Derecho a decidir. Astuto sintagma que defiende la idea de que existe un demos catalán legítimo que debe decidir su futuro por sí mismo celebrando un referéndum de independencia, aun cuando el sentido de aquello que se «decide» permanece fuera de la frase. Su eficacia es tal que los catalanes que dicen querer votar son muchos más de los que dicen querer votar a favor de la independencia, pese a que la independencia sería mucho más probable si llegara a votarse. Se da así la paradoja de que un derecho inexistente en las circunstancias aquí concurrentes –el derecho a la autodeterminación– es presentado in phantasma como un derecho inalienable de los ciudadanos catalanes. Y la democracia es implícitamente presentada como aquel régimen político que debe permitir que se vote cualquier contenido.
Derechos humanos. En este caso, el secesionismo realiza una operación diferente: empleando una noción jurídica de alcance universal y alto contenido político e incluso emocional, procede a estirarla con objeto de que cubra supuestos en los que no resulta aplicable. Por ejemplo, la limitada violencia policial del 1 de octubre sería «un atentado contra los derechos humanos», como lo sería la prohibición misma del referéndum. Estaríamos ante algo parecido al «mal del superlativo» que denuncia Klemperer: una exageración destinada a hacer pasar algo por lo que no es. La exageración, dicho sea de paso, es un arma esencial para dar forma al victimismo inherente a cualquier nacionalismo.
Desobediencia civil. Es tal la justicia de la causa independentista a ojos de sus defensores que la resistencia a la aplicación de las leyes es presentada como un caso de «desobediencia civil» que situaría –la comparación se ha hecho– al independentista rebelde a la altura de Rosa Parks, la mujer que se negó a ocupar el espacio reservado por los blancos a los negros en un autobús sureño de su país allá por 1955. Se sugiere con ello que el «pueblo catalán» estaría siendo objeto de una injusticia cuya magnitud justifica la desobediencia civil generalizada, al carecer de legitimidad las normas que emanan del «régimen del 78» y derivarse aquella legitimidad exclusivamente de la «voluntad del pueblo catalán». Ya lo ha dicho Pep Guardiola: «La voz del pueblo es más fuerte que cualquier ley». Y, por tanto, ante un poder injusto, la desobediencia estaría justificada. Esta exaltación tiene la función suplementaria de escamotear el apoyo real, insuficiente, a la secesión.

[Etiquetas de puntos de objetos]
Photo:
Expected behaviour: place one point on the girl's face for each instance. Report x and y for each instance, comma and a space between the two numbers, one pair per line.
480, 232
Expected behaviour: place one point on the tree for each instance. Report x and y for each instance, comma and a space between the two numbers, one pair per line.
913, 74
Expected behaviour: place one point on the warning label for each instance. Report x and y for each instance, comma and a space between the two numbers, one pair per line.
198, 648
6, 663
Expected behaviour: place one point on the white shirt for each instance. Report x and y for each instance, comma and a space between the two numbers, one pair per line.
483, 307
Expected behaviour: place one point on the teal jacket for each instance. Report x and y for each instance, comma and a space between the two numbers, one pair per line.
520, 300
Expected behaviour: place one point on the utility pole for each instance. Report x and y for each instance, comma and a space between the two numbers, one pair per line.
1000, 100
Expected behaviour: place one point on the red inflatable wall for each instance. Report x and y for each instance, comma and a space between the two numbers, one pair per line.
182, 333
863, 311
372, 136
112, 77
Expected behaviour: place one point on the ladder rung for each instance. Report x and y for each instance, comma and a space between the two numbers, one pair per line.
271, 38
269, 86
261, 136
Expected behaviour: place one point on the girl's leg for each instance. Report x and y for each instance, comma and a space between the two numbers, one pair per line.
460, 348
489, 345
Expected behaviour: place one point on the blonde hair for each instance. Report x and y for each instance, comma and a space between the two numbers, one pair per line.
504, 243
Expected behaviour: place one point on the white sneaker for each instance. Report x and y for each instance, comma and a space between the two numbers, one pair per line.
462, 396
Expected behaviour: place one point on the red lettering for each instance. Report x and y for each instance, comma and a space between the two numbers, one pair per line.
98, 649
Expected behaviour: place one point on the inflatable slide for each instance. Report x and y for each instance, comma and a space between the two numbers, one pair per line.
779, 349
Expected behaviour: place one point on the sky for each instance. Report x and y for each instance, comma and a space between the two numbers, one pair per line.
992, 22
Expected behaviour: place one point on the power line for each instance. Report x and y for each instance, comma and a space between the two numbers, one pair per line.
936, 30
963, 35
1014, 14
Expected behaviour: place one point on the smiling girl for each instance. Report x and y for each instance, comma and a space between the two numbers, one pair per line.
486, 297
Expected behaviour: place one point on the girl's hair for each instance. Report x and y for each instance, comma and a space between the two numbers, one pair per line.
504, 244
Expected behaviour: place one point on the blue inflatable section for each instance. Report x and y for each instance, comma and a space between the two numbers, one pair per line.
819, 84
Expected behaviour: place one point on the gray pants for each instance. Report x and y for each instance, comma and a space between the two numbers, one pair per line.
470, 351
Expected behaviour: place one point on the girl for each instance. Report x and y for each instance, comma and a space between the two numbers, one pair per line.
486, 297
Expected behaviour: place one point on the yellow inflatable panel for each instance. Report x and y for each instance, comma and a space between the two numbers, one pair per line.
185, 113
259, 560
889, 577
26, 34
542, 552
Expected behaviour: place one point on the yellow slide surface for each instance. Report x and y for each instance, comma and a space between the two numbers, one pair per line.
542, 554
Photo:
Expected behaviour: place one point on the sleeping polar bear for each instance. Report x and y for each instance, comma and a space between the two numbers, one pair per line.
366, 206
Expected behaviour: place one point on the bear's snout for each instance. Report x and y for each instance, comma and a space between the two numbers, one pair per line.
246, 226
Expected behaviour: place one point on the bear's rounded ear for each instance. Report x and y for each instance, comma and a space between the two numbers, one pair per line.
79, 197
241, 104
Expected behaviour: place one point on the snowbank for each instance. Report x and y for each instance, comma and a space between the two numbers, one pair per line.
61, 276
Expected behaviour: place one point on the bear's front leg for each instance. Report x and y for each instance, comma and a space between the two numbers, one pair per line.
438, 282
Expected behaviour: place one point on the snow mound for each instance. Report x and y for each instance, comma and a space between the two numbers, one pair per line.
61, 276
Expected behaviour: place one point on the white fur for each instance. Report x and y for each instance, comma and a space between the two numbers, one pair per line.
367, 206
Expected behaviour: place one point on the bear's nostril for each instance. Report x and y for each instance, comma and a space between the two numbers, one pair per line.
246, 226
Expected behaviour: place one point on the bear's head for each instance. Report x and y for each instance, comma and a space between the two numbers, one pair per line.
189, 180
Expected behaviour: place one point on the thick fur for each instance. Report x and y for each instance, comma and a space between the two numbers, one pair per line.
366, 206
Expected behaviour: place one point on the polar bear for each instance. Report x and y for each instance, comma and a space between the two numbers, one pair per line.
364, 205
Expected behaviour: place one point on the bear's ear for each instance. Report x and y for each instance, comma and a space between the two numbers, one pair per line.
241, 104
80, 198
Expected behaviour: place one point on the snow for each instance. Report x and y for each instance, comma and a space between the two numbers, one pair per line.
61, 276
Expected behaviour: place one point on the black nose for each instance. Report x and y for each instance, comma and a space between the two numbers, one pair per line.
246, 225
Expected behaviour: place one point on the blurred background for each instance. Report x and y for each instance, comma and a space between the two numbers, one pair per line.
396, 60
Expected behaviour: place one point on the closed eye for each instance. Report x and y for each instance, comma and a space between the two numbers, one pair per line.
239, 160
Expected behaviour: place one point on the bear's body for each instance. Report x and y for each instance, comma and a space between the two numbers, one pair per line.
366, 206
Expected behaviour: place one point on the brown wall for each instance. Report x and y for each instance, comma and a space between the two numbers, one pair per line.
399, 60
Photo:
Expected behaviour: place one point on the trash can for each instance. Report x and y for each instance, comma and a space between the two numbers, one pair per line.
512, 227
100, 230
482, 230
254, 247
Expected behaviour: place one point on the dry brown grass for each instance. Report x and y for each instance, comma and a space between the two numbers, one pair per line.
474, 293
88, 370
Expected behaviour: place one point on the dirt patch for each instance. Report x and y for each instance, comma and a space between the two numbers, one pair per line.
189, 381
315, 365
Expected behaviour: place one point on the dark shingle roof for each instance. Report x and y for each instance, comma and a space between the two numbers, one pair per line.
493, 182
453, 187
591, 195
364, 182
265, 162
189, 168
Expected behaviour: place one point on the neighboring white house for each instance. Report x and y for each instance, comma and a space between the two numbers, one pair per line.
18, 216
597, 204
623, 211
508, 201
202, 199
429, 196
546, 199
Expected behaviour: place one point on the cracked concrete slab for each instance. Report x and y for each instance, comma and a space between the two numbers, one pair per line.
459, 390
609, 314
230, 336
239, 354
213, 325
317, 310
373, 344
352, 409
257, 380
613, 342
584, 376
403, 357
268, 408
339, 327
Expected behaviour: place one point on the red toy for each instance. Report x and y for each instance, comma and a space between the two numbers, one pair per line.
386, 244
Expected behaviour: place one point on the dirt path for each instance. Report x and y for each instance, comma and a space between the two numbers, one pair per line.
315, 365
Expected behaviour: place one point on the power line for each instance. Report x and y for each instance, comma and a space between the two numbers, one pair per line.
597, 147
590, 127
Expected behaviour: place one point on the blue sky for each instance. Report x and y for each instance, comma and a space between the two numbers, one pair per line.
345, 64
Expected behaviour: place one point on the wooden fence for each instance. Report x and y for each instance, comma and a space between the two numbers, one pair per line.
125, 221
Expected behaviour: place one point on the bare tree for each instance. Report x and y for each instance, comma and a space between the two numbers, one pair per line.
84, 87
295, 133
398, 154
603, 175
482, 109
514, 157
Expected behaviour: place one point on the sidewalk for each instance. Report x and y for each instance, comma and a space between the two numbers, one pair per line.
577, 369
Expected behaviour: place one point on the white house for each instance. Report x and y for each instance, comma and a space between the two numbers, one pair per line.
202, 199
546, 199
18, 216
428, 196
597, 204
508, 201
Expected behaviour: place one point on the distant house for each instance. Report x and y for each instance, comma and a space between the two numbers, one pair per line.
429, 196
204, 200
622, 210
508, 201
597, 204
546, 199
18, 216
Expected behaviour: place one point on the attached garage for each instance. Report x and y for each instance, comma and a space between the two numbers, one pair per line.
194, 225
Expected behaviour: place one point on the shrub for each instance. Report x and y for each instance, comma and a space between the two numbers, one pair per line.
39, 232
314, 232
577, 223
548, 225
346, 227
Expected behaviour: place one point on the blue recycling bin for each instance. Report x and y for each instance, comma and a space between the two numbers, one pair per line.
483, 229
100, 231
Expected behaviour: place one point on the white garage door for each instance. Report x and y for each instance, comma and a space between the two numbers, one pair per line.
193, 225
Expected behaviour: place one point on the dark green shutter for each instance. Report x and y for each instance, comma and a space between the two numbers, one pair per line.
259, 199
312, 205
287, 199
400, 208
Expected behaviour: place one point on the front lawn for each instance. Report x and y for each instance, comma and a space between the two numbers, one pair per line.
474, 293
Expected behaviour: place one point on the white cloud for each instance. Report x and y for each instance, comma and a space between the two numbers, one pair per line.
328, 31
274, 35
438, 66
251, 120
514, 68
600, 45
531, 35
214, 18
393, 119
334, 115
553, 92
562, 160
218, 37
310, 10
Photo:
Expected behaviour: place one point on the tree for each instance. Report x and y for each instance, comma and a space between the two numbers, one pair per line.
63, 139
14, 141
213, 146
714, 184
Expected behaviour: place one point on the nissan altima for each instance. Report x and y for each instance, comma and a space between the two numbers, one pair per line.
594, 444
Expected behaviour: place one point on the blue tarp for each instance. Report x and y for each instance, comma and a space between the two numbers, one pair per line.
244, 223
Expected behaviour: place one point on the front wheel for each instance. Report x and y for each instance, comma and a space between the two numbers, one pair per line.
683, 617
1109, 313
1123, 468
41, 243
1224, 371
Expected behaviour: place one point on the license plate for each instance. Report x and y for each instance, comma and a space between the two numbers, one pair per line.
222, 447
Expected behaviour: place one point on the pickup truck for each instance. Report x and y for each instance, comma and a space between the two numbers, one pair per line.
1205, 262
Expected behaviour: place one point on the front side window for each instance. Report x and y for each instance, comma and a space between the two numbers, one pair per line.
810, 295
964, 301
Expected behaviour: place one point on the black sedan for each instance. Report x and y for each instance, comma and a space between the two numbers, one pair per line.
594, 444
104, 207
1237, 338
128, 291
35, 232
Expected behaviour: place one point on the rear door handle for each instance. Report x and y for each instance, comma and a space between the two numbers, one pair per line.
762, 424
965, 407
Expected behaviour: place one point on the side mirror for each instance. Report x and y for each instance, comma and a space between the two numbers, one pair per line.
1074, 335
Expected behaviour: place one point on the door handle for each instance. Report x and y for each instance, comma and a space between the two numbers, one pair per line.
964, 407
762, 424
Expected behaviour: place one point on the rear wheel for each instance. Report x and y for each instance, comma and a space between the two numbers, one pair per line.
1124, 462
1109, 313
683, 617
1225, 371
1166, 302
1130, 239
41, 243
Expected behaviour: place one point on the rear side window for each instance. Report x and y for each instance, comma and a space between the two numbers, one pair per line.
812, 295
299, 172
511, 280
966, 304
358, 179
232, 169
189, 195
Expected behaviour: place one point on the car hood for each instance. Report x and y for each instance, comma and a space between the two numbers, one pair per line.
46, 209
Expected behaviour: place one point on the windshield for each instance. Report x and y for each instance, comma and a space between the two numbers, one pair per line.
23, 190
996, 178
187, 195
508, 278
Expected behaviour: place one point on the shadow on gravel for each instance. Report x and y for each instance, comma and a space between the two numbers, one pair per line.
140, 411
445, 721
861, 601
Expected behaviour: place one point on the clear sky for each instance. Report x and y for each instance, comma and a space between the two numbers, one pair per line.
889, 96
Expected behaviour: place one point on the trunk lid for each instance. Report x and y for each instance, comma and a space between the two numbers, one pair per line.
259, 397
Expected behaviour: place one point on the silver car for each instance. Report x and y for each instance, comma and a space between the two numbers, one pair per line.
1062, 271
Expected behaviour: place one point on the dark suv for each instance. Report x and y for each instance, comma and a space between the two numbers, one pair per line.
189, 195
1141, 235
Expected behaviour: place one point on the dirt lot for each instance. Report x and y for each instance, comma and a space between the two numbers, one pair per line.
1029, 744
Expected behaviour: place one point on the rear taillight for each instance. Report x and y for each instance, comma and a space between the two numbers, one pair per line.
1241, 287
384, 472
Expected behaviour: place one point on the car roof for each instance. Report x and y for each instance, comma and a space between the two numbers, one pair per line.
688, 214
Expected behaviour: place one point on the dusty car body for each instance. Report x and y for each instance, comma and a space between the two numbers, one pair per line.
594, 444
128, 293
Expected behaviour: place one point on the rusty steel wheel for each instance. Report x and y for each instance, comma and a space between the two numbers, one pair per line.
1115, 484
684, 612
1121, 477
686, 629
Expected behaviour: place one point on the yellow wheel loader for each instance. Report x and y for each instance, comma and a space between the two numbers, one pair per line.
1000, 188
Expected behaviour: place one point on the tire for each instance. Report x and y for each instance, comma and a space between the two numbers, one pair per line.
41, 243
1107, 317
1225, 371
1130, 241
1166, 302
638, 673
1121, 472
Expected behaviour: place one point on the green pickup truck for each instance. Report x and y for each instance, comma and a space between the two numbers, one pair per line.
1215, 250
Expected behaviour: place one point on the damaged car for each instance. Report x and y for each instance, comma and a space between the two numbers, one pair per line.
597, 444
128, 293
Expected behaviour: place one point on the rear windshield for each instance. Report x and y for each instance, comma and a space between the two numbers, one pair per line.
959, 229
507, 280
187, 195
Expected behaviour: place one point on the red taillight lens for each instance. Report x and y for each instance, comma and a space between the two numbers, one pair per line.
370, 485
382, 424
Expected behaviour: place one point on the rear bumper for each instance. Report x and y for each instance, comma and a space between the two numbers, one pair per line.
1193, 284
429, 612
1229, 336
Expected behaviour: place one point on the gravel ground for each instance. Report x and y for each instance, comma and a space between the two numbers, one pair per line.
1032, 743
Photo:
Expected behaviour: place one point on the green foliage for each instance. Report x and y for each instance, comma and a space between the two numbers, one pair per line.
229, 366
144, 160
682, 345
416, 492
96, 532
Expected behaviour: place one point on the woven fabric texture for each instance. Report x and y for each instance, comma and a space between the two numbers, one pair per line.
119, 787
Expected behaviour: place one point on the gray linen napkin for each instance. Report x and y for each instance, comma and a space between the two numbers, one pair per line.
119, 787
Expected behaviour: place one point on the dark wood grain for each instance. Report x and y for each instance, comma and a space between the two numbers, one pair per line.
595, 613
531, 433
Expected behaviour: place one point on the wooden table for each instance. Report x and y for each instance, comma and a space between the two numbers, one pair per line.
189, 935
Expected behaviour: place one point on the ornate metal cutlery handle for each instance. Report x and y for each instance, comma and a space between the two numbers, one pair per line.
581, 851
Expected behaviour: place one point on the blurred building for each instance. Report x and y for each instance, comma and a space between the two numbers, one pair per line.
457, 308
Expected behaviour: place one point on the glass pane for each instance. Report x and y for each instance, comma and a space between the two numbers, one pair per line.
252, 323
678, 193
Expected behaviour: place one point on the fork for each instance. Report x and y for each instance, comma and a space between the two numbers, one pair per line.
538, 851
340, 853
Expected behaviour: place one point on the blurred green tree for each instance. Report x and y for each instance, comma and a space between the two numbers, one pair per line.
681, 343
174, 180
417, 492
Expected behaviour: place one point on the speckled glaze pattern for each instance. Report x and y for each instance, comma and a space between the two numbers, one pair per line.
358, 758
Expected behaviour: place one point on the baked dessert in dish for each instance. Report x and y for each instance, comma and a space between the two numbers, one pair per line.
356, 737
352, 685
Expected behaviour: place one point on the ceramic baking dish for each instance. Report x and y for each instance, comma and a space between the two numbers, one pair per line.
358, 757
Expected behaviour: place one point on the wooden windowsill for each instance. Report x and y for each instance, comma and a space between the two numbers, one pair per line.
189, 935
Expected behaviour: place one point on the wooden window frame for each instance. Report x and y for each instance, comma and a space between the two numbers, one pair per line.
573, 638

■ Partes del ejercicio
a – Cambia "exageración" por "hipérbole" y vuelve a escribir el fragmento del texto sobre el lenguaje independentista que empieza con las palabras "Derechos humanos. En" y termina con "a cualquier nacionalismo.".
b – ¿Qué frase de Pep Guardiola cita el texto sobre el lenguaje independentista?
c – Completa el siguiente tramo del texto sobre el lenguaje independentista a partir de su última oración.
Este material no guarda ninguna relación con el texto sobre el lenguaje independentista.

■ Respuestas por tarea
a –
Derechos humanos. En este caso, el secesionismo realiza una operación diferente: empleando una noción jurídica de alcance universal y alto contenido político e incluso emocional, procede a estirarla con objeto de que cubra supuestos en los que no resulta aplicable. Por ejemplo, la limitada violencia policial del 1 de octubre sería «un atentado contra los derechos humanos», como lo sería la prohibición misma del referéndum. Estaríamos ante algo parecido al «mal del superlativo» que denuncia Klemperer: una hipérbole destinada a hacer pasar algo por lo que no es. La hipérbole, dicho sea de paso, es un arma esencial para dar forma al victimismo inherente a cualquier nacionalismo.

b – «La voz del pueblo es más fuerte que cualquier ley».

c –
Diálogo. Si esta palabra designa el medio más civilizado para la mutua comprensión y la canalización de los conflictos políticos, el independentismo catalán la emplea, en cambio, con una doble finalidad: una, retratarse a sí mismo como pacífico y democrático frente a la intransigencia «de Madrid», a menudo contraponiéndose «hacer política» con «blandir las leyes»; otra, enmascarando la imposición de sus exigencias –ya sea la celebración forzosa de un referéndum de autodeterminación o la negociación sobre los términos de una independencia unilateralmente declarada– bajo la careta de la deliberación democrática. Es bien sabido que el diálogo requiere de ciertas condiciones y posee ciertos límites; no miente Rajoy cuando dice que hay asuntos que el presidente del Gobierno no tiene competencias para abordar. Por lo demás, la filtración de una «hoja de ruta» separatista donde se describe a las claras la estrategia para «generar conflicto con el Estado» confirma que sus apelaciones al diálogo son una maniobra de distracción y no la expresión de una genuina vocación de entendimiento dentro del marco constitucional.
Facha. Término peyorativo de larga trayectoria semántica en toda España, es en origen una forma abreviada y coloquial de referirse al falangista o al defensor del falangismo, variante ideológica del fascismo que proporcionó sustento a la dictadura franquista. Durante el período democrático abierto por la Constitución de 1978, ha sido un descalificativo de uso frecuente: si primero designaba a los nostálgicos del franquismo, pronto pasó a describir a los votantes de centro-derecha y a los críticos del nacionalismo catalán y vasco. Su actual empleo por parte del independentismo constituye casi una parodia semántica, pues ha terminado por utilizarse –a partir de la identificación de la democracia española con una suerte de reedición o continuación de la dictadura– para denigrar a cualquier oponente a la independencia, ya sea dentro o fuera de Cataluña. Es testimonio de la fuerza simbólica negativa que todavía hoy, cuarenta y dos años después de la muerte del dictador, sigue teniendo su figura. Hemos visto ya incluso alguna pintada en ese sentido: «Franco ha vuelto», se lee en algunas paredes de Barcelona.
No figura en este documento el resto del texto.